Do this ▸ Put the lines of the records below, from the line containing "Target: threaded shaft" through the line containing "left=602, top=66, right=716, bottom=170", into a JSON list of strings with one string per line and blank lines omitted.

Data for this task ▸
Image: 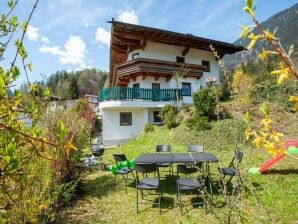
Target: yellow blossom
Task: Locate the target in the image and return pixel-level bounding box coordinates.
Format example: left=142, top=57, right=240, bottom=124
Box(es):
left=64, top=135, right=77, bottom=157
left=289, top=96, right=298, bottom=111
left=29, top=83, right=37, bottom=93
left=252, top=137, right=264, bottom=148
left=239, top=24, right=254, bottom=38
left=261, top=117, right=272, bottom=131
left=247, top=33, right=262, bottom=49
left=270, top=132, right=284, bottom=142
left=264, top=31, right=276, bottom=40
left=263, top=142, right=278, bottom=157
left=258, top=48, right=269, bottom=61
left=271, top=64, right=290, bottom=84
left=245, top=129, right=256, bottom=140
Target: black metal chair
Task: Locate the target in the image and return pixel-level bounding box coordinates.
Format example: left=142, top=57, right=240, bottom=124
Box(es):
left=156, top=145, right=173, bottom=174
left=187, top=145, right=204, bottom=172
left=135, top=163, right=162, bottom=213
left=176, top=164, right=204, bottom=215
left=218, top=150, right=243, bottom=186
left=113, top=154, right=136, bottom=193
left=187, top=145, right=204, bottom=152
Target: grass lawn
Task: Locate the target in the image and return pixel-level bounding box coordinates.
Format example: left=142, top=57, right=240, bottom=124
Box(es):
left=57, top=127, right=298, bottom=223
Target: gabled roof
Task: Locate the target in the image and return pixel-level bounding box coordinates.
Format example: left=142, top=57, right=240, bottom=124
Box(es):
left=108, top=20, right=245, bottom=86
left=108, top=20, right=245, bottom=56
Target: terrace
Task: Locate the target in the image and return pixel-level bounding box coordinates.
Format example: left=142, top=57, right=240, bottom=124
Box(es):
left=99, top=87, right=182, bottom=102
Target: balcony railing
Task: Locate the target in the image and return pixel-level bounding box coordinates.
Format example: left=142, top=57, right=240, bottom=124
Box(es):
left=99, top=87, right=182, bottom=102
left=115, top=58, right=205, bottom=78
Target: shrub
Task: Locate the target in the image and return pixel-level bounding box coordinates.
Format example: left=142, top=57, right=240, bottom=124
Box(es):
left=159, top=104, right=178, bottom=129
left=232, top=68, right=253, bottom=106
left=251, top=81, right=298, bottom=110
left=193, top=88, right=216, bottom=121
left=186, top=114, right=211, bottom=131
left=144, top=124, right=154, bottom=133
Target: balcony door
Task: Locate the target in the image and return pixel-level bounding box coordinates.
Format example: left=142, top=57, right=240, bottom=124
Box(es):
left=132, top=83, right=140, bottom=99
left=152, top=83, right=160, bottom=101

==

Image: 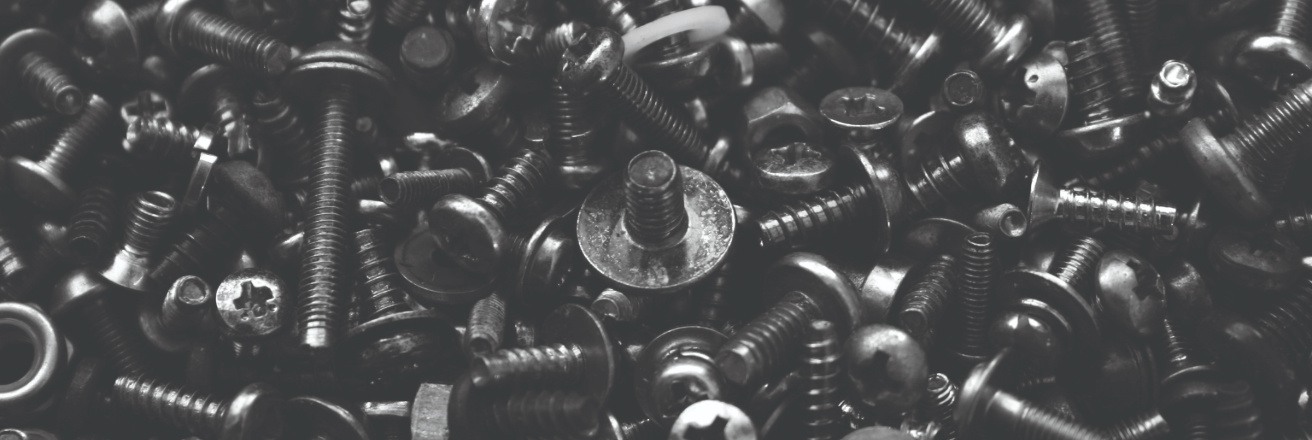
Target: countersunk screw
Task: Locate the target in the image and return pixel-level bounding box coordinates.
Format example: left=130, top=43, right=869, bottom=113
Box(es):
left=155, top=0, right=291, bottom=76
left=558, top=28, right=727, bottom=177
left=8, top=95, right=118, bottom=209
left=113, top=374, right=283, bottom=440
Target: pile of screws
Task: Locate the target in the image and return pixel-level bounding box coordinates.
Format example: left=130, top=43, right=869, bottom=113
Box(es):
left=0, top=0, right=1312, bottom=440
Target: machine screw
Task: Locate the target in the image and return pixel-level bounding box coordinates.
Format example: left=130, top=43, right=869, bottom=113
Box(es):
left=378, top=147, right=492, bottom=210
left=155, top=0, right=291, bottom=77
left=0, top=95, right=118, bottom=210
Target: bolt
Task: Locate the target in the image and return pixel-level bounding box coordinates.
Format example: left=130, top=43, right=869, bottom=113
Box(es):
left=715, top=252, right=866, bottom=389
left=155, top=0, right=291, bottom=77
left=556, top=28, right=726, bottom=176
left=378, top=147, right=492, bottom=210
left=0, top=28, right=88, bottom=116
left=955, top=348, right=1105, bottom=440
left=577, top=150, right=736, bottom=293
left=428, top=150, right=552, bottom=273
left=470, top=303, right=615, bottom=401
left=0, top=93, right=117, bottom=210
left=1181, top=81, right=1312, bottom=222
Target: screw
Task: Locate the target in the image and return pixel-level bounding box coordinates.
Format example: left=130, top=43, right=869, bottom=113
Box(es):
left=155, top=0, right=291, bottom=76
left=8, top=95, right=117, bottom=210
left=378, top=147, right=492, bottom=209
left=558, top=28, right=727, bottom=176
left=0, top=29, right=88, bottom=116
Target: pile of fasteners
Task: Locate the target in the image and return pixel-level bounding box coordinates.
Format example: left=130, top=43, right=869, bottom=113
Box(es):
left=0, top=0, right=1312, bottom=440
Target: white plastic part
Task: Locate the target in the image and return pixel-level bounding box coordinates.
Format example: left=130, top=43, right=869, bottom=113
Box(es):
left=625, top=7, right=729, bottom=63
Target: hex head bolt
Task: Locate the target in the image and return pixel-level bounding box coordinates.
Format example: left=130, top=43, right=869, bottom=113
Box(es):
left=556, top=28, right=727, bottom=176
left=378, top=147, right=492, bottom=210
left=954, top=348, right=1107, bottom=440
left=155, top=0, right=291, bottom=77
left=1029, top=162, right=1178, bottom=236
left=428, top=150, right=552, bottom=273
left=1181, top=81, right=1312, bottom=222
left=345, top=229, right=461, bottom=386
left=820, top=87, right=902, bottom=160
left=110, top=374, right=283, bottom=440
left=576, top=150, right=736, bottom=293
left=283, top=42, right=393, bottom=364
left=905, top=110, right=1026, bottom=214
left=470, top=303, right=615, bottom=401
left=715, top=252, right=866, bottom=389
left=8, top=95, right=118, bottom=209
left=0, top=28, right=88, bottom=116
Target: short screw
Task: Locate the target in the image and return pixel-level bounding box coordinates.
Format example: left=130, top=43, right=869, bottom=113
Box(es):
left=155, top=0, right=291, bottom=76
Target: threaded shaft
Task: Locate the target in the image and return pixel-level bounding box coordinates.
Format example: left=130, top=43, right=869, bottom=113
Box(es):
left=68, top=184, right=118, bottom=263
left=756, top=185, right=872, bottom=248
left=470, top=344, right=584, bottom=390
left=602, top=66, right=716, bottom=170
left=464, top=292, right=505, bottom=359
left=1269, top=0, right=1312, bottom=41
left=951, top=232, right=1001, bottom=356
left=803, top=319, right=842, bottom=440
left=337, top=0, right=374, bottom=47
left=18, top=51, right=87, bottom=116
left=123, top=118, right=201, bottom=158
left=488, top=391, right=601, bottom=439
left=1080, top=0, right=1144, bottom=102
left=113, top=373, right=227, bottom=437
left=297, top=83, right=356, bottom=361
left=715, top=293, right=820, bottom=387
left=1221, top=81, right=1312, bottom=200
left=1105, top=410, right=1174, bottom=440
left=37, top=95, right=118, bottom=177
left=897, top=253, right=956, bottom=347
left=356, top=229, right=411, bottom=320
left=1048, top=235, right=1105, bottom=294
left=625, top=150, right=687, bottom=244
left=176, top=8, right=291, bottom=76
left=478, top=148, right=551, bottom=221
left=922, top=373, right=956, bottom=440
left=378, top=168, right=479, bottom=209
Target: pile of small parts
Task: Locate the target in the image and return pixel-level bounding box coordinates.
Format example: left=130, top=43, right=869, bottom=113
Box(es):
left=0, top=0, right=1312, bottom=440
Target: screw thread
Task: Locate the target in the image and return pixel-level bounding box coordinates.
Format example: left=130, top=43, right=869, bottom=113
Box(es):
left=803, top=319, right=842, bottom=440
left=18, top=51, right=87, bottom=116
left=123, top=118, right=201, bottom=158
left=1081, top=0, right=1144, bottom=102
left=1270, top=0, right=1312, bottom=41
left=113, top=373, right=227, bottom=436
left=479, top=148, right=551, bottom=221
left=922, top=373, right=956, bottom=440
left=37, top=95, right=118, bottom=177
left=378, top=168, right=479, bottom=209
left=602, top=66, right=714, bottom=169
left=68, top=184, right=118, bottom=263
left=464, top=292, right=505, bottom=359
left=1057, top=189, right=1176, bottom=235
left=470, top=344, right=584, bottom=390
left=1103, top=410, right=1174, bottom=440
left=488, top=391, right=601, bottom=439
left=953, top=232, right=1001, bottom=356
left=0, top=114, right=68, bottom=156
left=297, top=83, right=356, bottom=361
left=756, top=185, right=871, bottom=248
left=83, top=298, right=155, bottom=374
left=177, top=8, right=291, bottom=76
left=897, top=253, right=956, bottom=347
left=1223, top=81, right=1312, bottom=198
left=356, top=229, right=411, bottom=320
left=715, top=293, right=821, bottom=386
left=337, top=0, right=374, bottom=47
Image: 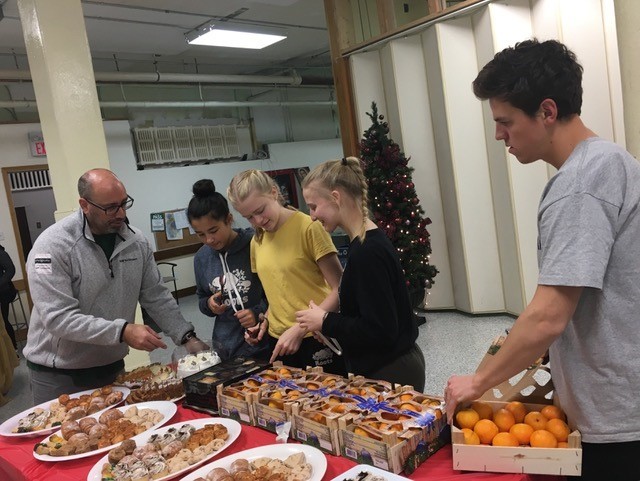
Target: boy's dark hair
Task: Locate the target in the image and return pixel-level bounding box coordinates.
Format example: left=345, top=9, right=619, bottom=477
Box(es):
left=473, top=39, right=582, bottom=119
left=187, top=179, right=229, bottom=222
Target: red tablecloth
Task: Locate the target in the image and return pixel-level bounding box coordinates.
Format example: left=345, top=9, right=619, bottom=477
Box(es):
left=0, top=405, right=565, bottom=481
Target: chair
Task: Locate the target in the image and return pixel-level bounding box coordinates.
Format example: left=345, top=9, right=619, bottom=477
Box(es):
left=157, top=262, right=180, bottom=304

Problem solution ▸
[
  "Target: threaded shaft",
  "Task: Locate the target in the image and return pixel-level bounding box coordinates.",
  "Format example: left=130, top=43, right=869, bottom=113",
  "Box(es):",
  "left=68, top=184, right=118, bottom=263",
  "left=756, top=185, right=872, bottom=248",
  "left=470, top=344, right=584, bottom=390",
  "left=602, top=66, right=716, bottom=170"
]